Print the complete set of entries exactly.

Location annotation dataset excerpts
⁂

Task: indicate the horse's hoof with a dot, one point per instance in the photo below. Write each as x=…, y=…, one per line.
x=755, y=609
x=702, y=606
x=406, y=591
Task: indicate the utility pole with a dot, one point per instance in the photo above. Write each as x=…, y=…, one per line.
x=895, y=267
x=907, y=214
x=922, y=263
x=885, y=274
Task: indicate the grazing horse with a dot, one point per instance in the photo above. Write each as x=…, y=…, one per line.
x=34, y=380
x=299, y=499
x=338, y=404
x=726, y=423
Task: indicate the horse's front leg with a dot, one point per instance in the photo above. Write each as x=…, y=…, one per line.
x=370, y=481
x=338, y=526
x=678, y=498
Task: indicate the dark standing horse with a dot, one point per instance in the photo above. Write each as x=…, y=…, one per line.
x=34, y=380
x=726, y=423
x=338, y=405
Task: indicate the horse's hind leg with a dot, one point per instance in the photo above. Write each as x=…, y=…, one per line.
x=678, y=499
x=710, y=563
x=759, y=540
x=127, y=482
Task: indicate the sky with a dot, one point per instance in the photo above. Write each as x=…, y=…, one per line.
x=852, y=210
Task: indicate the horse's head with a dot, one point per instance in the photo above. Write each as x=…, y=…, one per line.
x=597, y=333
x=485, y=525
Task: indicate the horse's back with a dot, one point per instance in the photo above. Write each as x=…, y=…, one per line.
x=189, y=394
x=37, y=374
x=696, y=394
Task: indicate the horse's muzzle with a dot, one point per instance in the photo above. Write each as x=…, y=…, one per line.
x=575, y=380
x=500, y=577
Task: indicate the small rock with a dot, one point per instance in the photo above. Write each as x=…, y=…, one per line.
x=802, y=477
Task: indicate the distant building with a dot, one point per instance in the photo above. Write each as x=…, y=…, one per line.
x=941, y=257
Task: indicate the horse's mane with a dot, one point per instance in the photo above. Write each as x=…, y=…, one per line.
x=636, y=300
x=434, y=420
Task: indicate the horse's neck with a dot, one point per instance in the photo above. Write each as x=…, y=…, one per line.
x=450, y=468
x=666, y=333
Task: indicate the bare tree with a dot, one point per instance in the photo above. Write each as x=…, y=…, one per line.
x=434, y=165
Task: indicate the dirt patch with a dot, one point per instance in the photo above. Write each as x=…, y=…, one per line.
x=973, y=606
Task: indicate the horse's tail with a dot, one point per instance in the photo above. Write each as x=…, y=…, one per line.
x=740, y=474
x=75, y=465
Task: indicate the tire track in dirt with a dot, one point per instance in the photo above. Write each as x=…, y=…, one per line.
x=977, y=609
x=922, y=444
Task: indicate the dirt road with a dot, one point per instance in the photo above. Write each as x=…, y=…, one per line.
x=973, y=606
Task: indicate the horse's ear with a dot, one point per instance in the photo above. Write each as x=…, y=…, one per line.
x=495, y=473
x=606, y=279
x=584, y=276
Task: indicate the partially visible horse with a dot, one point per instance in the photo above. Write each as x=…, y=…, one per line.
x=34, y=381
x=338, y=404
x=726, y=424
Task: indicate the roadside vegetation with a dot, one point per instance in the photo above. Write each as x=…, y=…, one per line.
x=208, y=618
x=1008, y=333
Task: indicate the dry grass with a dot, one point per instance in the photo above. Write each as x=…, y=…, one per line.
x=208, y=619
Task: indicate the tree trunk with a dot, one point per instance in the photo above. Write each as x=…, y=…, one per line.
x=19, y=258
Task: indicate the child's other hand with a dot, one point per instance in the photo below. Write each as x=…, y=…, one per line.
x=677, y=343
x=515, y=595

⁂

_The output_
Task: indicate the horse's hoof with a dot, one point per instance in the photo below. Write each as x=…, y=…, one per line.
x=755, y=609
x=702, y=606
x=406, y=591
Task: indicate the utility pole with a dot, one point per instance in the photo above. Write each as x=…, y=…, one per line.
x=895, y=267
x=907, y=214
x=922, y=263
x=885, y=274
Task: indicate the grazing horse with a dot, one point per instance in the photo above. Write each as x=…, y=…, one per line.
x=34, y=380
x=299, y=499
x=338, y=404
x=726, y=423
Task: indicate the horse's front leg with a dot, one point per instance in the photo above. Write each as x=…, y=…, one per line.
x=370, y=481
x=338, y=526
x=678, y=498
Task: indicate the dark standing horse with a dot, one point per instance in the photo above. Write each as x=…, y=…, one per line.
x=34, y=380
x=726, y=423
x=338, y=405
Task: indicate the horse's hind leg with a dot, one point per instance in the photo above. Write each as x=…, y=…, one per line.
x=678, y=499
x=710, y=563
x=759, y=540
x=127, y=482
Task: indicate the sky with a dot, one point per instance in the photo above. Write each as x=…, y=…, one per line.
x=852, y=210
Task: indicate the horse's head with a dot, one point per instance in the photo above. Write each as x=…, y=…, one per line.
x=597, y=333
x=485, y=525
Task: indicate the horse's back with a dot, one point per instance in the photo above. Write each as x=…, y=…, one per line.
x=189, y=394
x=37, y=374
x=696, y=394
Task: indicate the horse's muzzle with a dot, one point per instance in the photo above. Write each as x=…, y=…, one per line.
x=575, y=380
x=500, y=577
Task: indicate the small rock with a dot, one point per instance in the photo above. Write each as x=…, y=…, one per line.
x=802, y=477
Task: indicate the distant building with a dot, one point per instance in the photo above. Write each as x=…, y=…, one per line.
x=941, y=257
Task: indicate the horse's mane with a dot, one point per instance in the photo above. Write each as x=…, y=…, one per line.
x=636, y=300
x=434, y=420
Task: indicate the horse's neck with a dot, one point per instance in the photo above. Write each as x=…, y=…, one per line.
x=450, y=468
x=666, y=333
Task: indicate the bare tree with a dot, one point per instance in the photo above. Write each as x=…, y=…, one per line.
x=434, y=165
Task: indicate the dirt patch with a dot, one point per instance in the photo above. Write each as x=…, y=…, one per line.
x=973, y=606
Task: indicate the horse's tail with a dot, one point per instance in the photo above. Write each as x=…, y=…, one per line.
x=740, y=474
x=75, y=465
Task: indicate the tire track in dirt with a dot, one point per instance in the photo above. Write each as x=…, y=…, one per line.
x=977, y=609
x=922, y=444
Task: indicate the dirt road with a dot, one point per instance in the photo above. Write each as x=…, y=…, one per line.
x=973, y=606
Task: indicate the horse's ear with a dot, one point per instance in the photo above. Write each as x=…, y=…, one per line.
x=495, y=473
x=606, y=279
x=584, y=276
Task: indicate the partially visible horse with a dot, one point per instance in the photo above. Write each as x=…, y=…, one per line.
x=34, y=381
x=338, y=404
x=726, y=424
Task: indicate the roadside vegetation with a dot, one point per instance in the photo above. Write each as x=…, y=…, one per line.
x=208, y=618
x=1008, y=333
Task: indicate the dry grass with a dot, one point per instance in the photo above. Write each as x=…, y=…, one per line.
x=208, y=619
Task: indicate the tree trunk with a dot, one point per instance in the photo above. Write each as x=…, y=…, one per line.
x=19, y=258
Task: indicate the child's other hand with a dot, one point per instance in the photo below. Write each as x=…, y=…, one per line.
x=677, y=343
x=515, y=595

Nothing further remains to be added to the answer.